Dataset records
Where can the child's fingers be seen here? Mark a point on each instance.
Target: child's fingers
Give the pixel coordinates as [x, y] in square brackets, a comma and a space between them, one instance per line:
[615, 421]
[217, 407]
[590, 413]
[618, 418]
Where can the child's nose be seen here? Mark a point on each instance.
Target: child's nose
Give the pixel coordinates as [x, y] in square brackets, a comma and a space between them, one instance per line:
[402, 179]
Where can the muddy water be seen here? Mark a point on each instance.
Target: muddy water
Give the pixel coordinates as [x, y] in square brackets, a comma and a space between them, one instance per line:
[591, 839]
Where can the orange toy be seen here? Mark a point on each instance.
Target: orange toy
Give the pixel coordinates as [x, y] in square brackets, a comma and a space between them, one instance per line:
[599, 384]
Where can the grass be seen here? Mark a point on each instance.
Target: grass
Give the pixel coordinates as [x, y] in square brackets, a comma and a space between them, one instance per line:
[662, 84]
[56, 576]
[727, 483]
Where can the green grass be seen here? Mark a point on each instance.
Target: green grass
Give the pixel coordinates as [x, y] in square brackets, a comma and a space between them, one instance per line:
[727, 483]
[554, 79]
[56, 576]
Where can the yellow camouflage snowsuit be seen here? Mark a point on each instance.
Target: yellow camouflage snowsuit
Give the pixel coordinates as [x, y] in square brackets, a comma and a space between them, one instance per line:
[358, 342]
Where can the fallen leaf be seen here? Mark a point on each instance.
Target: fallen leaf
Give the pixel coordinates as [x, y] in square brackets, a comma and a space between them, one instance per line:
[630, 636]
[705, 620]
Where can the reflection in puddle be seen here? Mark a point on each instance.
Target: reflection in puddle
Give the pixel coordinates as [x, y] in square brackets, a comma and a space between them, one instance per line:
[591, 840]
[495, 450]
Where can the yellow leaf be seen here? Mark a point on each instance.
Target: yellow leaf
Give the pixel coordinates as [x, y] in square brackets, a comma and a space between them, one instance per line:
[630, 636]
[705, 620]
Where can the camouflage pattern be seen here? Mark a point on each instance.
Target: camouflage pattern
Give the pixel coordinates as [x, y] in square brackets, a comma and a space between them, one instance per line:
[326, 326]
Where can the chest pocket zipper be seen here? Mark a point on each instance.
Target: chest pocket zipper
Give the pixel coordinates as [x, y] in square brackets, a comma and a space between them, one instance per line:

◆ **What the exercise asks**
The answer must be a single number: how many lines in the records above contain the word "reflection".

◆ **Result**
2